◆ YOUR OBJECTIVE: Reproduce the material in full, exactly as written.

┌─ LISTED ENTRIES

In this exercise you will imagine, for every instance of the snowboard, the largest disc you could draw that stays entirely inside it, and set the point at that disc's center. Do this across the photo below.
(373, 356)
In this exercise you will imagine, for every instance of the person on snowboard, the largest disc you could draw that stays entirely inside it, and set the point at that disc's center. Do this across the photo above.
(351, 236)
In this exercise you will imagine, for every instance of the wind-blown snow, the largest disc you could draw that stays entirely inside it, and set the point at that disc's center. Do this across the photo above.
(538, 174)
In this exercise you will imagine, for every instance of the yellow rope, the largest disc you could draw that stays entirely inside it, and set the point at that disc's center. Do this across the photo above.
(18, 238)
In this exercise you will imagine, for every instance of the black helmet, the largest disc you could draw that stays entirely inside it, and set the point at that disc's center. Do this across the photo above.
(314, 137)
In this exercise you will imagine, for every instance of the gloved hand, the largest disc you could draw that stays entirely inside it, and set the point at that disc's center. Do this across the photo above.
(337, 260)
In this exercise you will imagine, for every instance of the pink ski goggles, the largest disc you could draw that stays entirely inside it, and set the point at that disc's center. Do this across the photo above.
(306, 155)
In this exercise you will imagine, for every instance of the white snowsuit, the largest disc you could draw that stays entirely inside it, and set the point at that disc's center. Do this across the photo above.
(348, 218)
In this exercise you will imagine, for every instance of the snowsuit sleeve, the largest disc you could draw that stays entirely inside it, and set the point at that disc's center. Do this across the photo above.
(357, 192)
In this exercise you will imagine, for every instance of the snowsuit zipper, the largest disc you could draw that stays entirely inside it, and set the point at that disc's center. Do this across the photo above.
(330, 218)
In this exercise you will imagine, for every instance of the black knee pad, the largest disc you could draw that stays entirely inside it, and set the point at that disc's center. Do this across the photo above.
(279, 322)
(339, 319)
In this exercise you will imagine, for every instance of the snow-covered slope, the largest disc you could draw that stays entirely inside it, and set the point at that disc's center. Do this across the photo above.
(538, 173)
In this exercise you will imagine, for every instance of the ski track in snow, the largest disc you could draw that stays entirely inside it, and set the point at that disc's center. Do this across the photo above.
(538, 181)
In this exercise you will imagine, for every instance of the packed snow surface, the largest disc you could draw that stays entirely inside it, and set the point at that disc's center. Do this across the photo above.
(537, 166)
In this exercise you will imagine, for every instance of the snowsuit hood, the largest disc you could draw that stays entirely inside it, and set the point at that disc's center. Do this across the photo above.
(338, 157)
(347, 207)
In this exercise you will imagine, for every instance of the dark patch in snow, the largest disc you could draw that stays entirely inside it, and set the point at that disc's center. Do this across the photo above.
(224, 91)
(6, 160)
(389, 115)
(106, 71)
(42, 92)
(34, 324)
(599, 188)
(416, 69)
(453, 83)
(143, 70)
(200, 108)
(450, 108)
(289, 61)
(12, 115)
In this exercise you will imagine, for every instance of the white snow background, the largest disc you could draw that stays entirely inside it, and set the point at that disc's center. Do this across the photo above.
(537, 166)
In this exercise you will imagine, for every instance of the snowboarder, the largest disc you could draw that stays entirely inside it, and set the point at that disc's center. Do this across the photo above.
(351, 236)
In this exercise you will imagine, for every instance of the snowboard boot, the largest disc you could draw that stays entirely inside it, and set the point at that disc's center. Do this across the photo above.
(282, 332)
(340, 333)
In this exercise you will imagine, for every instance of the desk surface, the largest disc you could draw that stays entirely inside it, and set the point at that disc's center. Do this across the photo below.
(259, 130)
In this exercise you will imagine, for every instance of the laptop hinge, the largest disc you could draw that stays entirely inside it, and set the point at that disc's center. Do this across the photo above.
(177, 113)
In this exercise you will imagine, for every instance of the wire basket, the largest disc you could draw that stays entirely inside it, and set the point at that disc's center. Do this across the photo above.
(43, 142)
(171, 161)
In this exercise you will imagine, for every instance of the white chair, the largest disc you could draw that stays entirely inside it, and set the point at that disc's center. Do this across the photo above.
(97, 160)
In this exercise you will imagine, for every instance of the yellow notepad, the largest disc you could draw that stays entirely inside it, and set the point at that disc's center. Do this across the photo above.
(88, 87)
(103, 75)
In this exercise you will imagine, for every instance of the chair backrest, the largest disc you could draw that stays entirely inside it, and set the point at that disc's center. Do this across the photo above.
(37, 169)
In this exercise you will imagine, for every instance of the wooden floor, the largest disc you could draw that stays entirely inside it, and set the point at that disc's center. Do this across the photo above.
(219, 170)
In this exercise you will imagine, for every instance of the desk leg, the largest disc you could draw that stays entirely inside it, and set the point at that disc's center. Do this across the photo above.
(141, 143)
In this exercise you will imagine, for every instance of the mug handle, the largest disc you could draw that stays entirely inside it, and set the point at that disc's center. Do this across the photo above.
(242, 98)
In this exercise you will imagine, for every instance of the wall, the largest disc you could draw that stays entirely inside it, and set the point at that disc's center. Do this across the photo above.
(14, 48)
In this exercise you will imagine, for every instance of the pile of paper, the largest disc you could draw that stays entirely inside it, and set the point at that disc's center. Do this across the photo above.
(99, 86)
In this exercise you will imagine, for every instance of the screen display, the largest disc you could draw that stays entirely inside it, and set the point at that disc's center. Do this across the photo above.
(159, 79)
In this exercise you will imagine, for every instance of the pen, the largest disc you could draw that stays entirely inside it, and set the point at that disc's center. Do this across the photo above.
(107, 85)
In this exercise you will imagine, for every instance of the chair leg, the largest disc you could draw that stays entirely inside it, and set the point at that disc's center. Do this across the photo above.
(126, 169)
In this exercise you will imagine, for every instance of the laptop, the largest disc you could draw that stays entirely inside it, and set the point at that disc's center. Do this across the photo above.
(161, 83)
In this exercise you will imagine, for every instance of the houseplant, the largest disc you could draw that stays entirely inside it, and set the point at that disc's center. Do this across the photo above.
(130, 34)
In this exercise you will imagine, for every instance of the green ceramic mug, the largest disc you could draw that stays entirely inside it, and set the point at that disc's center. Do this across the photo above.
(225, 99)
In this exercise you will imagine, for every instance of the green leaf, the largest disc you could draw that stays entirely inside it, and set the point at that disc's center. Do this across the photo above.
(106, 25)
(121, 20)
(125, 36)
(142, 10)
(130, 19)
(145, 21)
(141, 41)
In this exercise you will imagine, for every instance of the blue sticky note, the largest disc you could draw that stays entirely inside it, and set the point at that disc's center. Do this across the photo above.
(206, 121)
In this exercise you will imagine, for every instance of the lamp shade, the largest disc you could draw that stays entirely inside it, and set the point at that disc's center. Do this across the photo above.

└─

◆ RESULT FOR THIS TASK:
In this exercise you will imagine, for every instance of the snowboard, the largest disc you could draw that stays entirely inside it, and set the point at that disc's center. Do this across the photo below.
(373, 356)
In this exercise you will imagine, for every instance of the person on snowboard, the largest disc you could draw that stays entirely inside it, and set the point at that disc's center. Do this across the photo above.
(351, 236)
In this exercise you will imagine, for every instance of the wind-blown snow, the largest disc you could draw that stays entirely inside it, and set the point at that disc's center. Do this across the photo above.
(538, 174)
In this exercise you will imagine, for every instance of the yellow rope, the largest disc you could draw that stays entirely inside it, and set the point at that disc's center. Do this across the photo above.
(18, 238)
In this exercise you will imagine, for every instance of the black helmet, the largest disc you could draw that stays entirely inside it, and set the point at that disc's center. Do this across the photo above.
(314, 137)
In this exercise you will imagine, for every instance of the gloved hand, the largest disc you could draw that stays entirely inside it, and set the point at that disc's center. Do this across the photo above.
(337, 260)
In this exercise you will imagine, for every instance of the pink ski goggles, the largest disc you could draw that stays entirely inside it, and set the point at that disc's center. Do this across the photo above.
(306, 155)
In this exercise you will imagine, for every instance of the white snowsuit, the largest disc you could draw that stays entirely inside it, and set the point at that disc's center. Do this across the photo above.
(348, 218)
In this exercise you will imagine, for every instance of the snowsuit sleeve, the largest disc you could draw that stays entirely inside it, and set the point at that disc's center. Do this across the photo above.
(357, 192)
In this exercise you will imagine, for every instance of the snowsuit zipper, the largest disc you could draw that stays entirely inside it, and set the point at that disc's center. Do this across the photo above.
(330, 218)
In this exercise you will imagine, for every instance of the black knee pad, the largest disc you could draw that stays entirely inside it, and set the point at that disc's center. Do this across the photo above.
(279, 322)
(339, 319)
In this exercise you will imagine, for every instance of the snow-covered slope, the largest disc you could draw that stays entirely inside it, and set the point at that disc's center. Do this across the photo above.
(538, 173)
In this exercise you will imagine, for every instance of the ski track in snow, the largest disc you could draw that stays entirely inside it, and set the point at that disc's center. Do this across the photo above.
(538, 181)
In this exercise you will imagine, for every instance of the packed snow surface, the largest disc you could draw that stays entirely inside it, and set the point at that disc's center. Do this across the photo above.
(537, 166)
In this exercise you will imagine, for every instance of the snowsuit hood, the largest disc you could draw that stays entirely inside it, and set the point at that disc's center. Do this across the photo above.
(338, 157)
(347, 207)
In this exercise you will imagine, for every instance of the dark patch in snow, the largest disc you could draw that stays entirely inside it, and set the point at that disc's center. Do this across the photo above.
(224, 91)
(6, 160)
(389, 115)
(106, 71)
(42, 92)
(34, 324)
(599, 188)
(416, 69)
(453, 83)
(143, 70)
(200, 108)
(450, 108)
(289, 61)
(12, 115)
In this exercise you will imagine, for every instance of the white snow background, the largest disc you could draw that stays entirely inside it, and set the point at that disc's center. Do this across the photo above.
(537, 166)
In this exercise you will imagine, for every instance of the snowboarder, the largest disc you could draw that stays entirely inside it, and set the point at that disc's center. Do this across the photo above.
(351, 236)
In this exercise you will imagine, for every instance of the snowboard boot, the largest disc you could draw that stays entirely inside it, and set the point at that disc's center. Do this across the photo above.
(282, 332)
(340, 333)
In this exercise you will imagine, for every instance of the desk surface, the largest disc you could draw that stays entirely inside it, and set the point at that disc's center. Do this across the photo below.
(259, 130)
In this exercise you will imagine, for every instance of the laptop hinge, the largest disc you could draw that stays entirely inside it, and set the point at that disc's center. Do this across the photo above.
(177, 113)
In this exercise you will imagine, for every instance of the wire basket, the largest disc you could draw that stays entirely inside it, and set the point at that disc's center. Do this across the photo above.
(43, 142)
(171, 161)
In this exercise you will imagine, for every instance of the white chair, the largest disc you could draw that stays entirely inside it, and set the point at that disc's center. Do this across the photo above.
(97, 160)
In this exercise you will imagine, for every instance of the yellow notepad, the largest disc you could draw that stays entirely inside it, and set the point at that disc's center. Do this across the photo above.
(88, 87)
(103, 75)
In this exercise you will imagine, for every instance of the chair backrest, the largest disc you could draw that stays entirely inside it, and set the point at that disc's center. Do this across the photo above.
(37, 169)
In this exercise you will imagine, for every instance of the wooden floor, the largest disc you could draw that stays entirely inside it, and set the point at that disc's center. Do this across the photo above.
(219, 170)
In this exercise you will imagine, for every instance of the desk leg, the largest disc you could draw that stays entirely inside it, and set the point at that disc's center. Do this across the photo above.
(141, 143)
In this exercise you will imagine, for every instance of the mug handle, the largest disc you could draw that stays entirely inside it, and set the point at that disc's center. Do this across the photo above.
(242, 98)
In this exercise you will imagine, for every instance of the wall, the largest disc you could draw that stays entirely inside it, and set the point at that disc's center. Do this across the photo above.
(14, 48)
In this exercise you will imagine, for every instance of the pile of paper, the largest disc you could draw that stays entirely inside it, and set the point at that disc's center. Do this across the photo above.
(99, 86)
In this exercise you will imagine, for every instance of the screen display, the largest disc you could draw that stays entirely inside it, and set the point at that disc's center. Do this across the photo above.
(159, 79)
In this exercise you will imagine, for every instance of the pen, the largest disc you could draw that stays entirely inside it, and set the point at that disc's center. Do this across the photo above.
(107, 85)
In this exercise you will imagine, for every instance of the chair leg, the largest disc you could draw that stays entirely inside it, and set the point at that disc's center. Do this across the photo above.
(126, 169)
In this exercise you will imagine, for every instance of the laptop, the largest disc you could draw that stays entirely inside it, and set the point at that disc's center. Do this across the photo above.
(161, 83)
In this exercise you will imagine, for every instance of the houseplant, the largest disc you could draw that stays entirely inside it, and set the point at that disc's center. Do this across the photo above.
(130, 34)
In this exercise you will imagine, for every instance of the green ceramic mug, the largest disc you could draw that stays entirely inside it, and set the point at that disc's center. Do this across the photo above.
(225, 99)
In this exercise you will imagine, for every instance of the green leaf, the largest disc you could draw that stays entirely inside it, and set the point at that disc's center. Do this across the photo above.
(106, 25)
(121, 20)
(125, 36)
(142, 10)
(130, 19)
(145, 21)
(141, 41)
In this exercise you will imagine, for every instance of the blue sticky note, the largest disc you could draw that stays entirely inside it, and set the point at that disc's center. Do this across the photo above.
(206, 121)
In this exercise you will imagine, for every instance of the lamp shade, the largest disc you could draw that stays entirely inside it, and set the point at that disc's center. Do this across the photo above.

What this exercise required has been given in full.